▸ **待完成事項**
**a)** 獸人畫法教學比較犬科與貓科頭部時，除了鼻吻的長短與角度，還列出了哪些差別？請全部列出。
**b)** 從獸人畫法教學中一字不改地摘錄一段，自「有社團學弟想學畫獸人，所以就很熱血地當場畫了一堆圖寫教學~~」起，一直到「一般而言中間兩個才算是「獸人」，最左邊那叫「獸耳人」、最右邊那叫「動物」〈廢話!」為止，並包含「一般而言中間兩個才算是「獸人」，最左邊那叫「獸耳人」、最右邊那叫「動物」〈廢話!」。
**c)** 把獸人畫法教學中的這句話譯成英文：「最忌諱左下的針狀畫法，毛是軟的，請拜託切記一定要會畫曲線！」

#  > 【園藝苗圃】 圖文創作區 >  > 創作藝想園 >  > 繪圖切磋 >  > [技法] 獸人畫法概論

## 幻貓

有社團學弟想學畫獸人，所以就很熱血地當場畫了一堆圖寫教學~~
不過我不算專業，頂多只能算是自己畫獸人這麼多年的心得跟撇步

===================================
我畫獸人，一方面由「人」入道，一方面由「獸」入道
人體的基本架構要懂，像是肌肉、形狀、動作等
獸類的毛皮畫法、全身形狀、犀利的眼神等
再將兩者的特徵融為一體，即是獸人
所以呢....不要因為討厭人類就拒畫，這樣絕對會非常辛苦


〈某日本獸畫家的簡單統整〉
一般而言中間兩個才算是「獸人」，最左邊那叫「獸耳人」、最右邊那叫「動物」〈廢話!
中間兩個，一個是接近人類，特徵包含〈腳〉掌行、近似人體的大小腿比例、不那麼豐厚的毛
另一個則是套入較多獸類特徵，包含趾行、弓形腿、較厚實的被毛

但是至今「獸人」都沒有一套非常制式的畫法，完全取決於畫家自己的喜好，看是要偏人類多一點、還是多展現野性一點
我自己是偏好野性多一點那種，但要我畫Kemono也是ok〈大概也只會發生在委託的時候


要畫獸人前請確保自己具備以下能力：
第一，毛的畫法
各家有各家的畫法，目前我只會畫出這三種

以一般狼犬的胸毛為例，右上是我自己慣常使用的畫風
中右是只在頭尾兩端做變化，適合走極簡或圖騰風
右下的如果搭配上色技法得當也可以很好看
最忌諱左下的針狀畫法，毛是軟的，請拜託切記一定要會畫曲線！
至於其他筆刷運用畫毛就不多說，請自行到新手秘笈挖寶 :Very Happy: 

第二，獸類特徵
大家都知道貓耳貓尾，但是除了獸耳跟獸尾，還有什麼是獸類特徵？
毛皮剛剛講過了，現在分*頭、爪、尾*三部分來講
*頭*，很關鍵的部分，頭部一崩壞，讀者馬上就會上一頁閃人
而麻煩的是，動物那麼多種，每一種都有不同的頭型，就只能埋頭練下去
這邊舉犬科跟貓科當示範：


可以很明確的比較出鼻吻的長短，狼有狼的長鼻吻、貓科的鼻吻也有特殊的角度及長度
還有其他耳朵大小形狀、鼻子樣式、嘴形、瞳孔形狀等等的差別
光是狼跟貓就差這麼多了，更別說其他種族。唯有多觀察才是上策

*爪*，如果是純動物，那自然就是日常貓狗的腳形了

但是現在講的是獸人，手要怎麼辦？毛毛的人手？有肉墊的獸爪？有肉墊的人手？四指？五指？還是像牛頭人一樣三指？

▸ **已知資料**

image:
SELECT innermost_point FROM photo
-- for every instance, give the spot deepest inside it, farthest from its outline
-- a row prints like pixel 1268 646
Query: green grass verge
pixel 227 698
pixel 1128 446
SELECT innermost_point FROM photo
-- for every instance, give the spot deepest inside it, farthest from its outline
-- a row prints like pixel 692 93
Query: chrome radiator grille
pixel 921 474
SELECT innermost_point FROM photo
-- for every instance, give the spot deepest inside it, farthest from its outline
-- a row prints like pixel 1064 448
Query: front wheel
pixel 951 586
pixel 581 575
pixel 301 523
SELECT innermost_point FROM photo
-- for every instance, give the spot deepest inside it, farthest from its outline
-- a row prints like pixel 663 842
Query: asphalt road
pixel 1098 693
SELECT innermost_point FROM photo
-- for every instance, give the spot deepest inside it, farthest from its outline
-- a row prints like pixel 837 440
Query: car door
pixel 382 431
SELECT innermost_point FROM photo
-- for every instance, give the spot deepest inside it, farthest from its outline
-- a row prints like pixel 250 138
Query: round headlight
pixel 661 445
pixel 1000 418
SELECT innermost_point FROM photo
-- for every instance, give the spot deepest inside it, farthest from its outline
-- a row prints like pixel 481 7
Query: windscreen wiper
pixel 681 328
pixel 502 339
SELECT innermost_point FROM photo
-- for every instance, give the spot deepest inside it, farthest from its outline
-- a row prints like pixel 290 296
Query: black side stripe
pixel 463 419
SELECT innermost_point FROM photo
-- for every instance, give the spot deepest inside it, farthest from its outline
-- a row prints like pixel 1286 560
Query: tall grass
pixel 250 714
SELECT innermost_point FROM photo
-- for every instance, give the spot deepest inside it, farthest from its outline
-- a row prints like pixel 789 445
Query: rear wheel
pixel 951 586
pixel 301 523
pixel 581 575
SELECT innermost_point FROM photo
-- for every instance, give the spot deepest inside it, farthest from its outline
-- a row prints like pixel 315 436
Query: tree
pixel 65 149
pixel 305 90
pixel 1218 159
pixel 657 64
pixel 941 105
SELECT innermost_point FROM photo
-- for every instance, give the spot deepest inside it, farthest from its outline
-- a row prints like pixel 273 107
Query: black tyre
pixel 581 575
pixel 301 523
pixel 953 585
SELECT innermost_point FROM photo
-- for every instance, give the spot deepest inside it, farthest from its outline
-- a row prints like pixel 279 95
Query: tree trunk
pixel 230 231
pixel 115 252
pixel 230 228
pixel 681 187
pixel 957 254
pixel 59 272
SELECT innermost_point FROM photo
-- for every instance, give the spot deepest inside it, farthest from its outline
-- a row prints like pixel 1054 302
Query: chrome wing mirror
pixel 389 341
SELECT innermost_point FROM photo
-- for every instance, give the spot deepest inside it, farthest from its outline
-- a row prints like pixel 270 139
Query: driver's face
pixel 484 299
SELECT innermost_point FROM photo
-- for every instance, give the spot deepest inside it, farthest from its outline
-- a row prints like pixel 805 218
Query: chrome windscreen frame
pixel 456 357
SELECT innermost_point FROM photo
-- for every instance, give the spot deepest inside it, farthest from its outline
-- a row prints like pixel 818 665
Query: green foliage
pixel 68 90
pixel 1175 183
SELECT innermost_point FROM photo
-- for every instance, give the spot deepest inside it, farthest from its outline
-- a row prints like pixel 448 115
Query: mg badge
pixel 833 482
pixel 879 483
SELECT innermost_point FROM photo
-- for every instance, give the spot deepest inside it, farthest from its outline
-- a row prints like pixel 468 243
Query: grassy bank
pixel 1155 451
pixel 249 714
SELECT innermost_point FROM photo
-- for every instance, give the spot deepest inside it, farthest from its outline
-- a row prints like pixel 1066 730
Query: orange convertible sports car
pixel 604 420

▸ **參考答案**
**a)** 耳朵大小形狀、鼻子樣式、嘴形、瞳孔形狀

**b)**
有社團學弟想學畫獸人，所以就很熱血地當場畫了一堆圖寫教學~~
不過我不算專業，頂多只能算是自己畫獸人這麼多年的心得跟撇步

===================================
我畫獸人，一方面由「人」入道，一方面由「獸」入道
人體的基本架構要懂，像是肌肉、形狀、動作等
獸類的毛皮畫法、全身形狀、犀利的眼神等
再將兩者的特徵融為一體，即是獸人
所以呢....不要因為討厭人類就拒畫，這樣絕對會非常辛苦


〈某日本獸畫家的簡單統整〉
一般而言中間兩個才算是「獸人」，最左邊那叫「獸耳人」、最右邊那叫「動物」〈廢話!

**c)** The thing to avoid most is the needle-like style at the lower left; fur is soft, so please, please remember that you absolutely must be able to draw curves!